• _TEXTO_:
Jorge Henriques destaca, ainda, que «o setor foi confrontado com uma derrocada imensa», explicando que o e-commerce, infelizmente, não substitui o encerramento do canal Horeca. Segundo Jorge Henriques, «ecuperar todo este setor, como é o caso da hotelaria e restauração, vai ser «um trabalho que irá necessitar de todo o empenho desta fileira, porque restabelecer a confiança perdida ao longo destas semanas não será fácil». 

«Havia uma economia global que dificultava o encolher da descarbonização»

Eduardo Oliveira e Sousa começou a sua intervenção por destacar, também, a importância das relações criadas entre os diferentes setores, afirmando que «ganham mais estando juntos», do que permanentemente em situações de afastamento. 

«O setor exportador está a sofrer porque a exportação em si encontra-se com contornos totalmente diferentes, em particular as exportações para destinos mais longínquos, principalmente os que estavam a ser conquistados agora», explica o presidente da CAP, dando o exemplo do vinho nacional, que tem vindo a conquistar os mercados asiáticos e que, não sendo um bem primário, encontra-se com «problemas graves».

• _MATERIAL FORNECIDO_:
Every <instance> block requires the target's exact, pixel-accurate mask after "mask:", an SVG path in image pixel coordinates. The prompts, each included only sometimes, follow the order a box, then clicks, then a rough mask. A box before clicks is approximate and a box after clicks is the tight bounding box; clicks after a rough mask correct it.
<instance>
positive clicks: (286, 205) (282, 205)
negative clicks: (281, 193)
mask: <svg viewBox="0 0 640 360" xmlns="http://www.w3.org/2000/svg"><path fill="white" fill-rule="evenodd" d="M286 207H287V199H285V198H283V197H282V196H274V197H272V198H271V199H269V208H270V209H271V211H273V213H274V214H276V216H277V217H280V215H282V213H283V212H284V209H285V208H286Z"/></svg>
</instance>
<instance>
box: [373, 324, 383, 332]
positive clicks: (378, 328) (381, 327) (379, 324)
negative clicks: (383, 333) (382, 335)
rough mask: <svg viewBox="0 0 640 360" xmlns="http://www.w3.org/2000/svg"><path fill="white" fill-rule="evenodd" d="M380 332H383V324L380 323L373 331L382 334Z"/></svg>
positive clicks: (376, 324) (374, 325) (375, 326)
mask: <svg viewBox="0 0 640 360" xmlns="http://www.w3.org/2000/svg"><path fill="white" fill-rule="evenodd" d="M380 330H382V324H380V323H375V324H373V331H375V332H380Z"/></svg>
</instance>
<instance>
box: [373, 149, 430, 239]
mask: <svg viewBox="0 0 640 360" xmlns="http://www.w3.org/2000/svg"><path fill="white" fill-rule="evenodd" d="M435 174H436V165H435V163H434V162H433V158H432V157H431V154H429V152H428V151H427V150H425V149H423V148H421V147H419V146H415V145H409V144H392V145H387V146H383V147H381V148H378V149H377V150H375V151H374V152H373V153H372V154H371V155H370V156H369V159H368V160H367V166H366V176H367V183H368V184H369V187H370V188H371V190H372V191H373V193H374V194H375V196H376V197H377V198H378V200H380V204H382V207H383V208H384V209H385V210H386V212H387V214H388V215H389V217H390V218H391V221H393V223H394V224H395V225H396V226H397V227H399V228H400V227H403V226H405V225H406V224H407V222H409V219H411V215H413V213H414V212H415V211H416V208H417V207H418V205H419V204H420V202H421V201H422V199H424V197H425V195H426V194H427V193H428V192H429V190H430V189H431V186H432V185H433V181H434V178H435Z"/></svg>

• _TAREFAS A REALIZAR_:
a: No texto, que produto dá o presidente da CAP como exemplo de uma exportação com «problemas graves»?
b: Que passagens aparecem entre aspas angulares (« ») nos dois últimos parágrafos do texto?

• _LISTA DE RESPOSTAS_:
a: O vinho nacional, que tem vindo a conquistar os mercados asiáticos.

b:
- «ganham mais estando juntos»
- «O setor exportador está a sofrer porque a exportação em si encontra-se com contornos totalmente diferentes, em particular as exportações para destinos mais longínquos, principalmente os que estavam a ser conquistados agora»
- «problemas graves»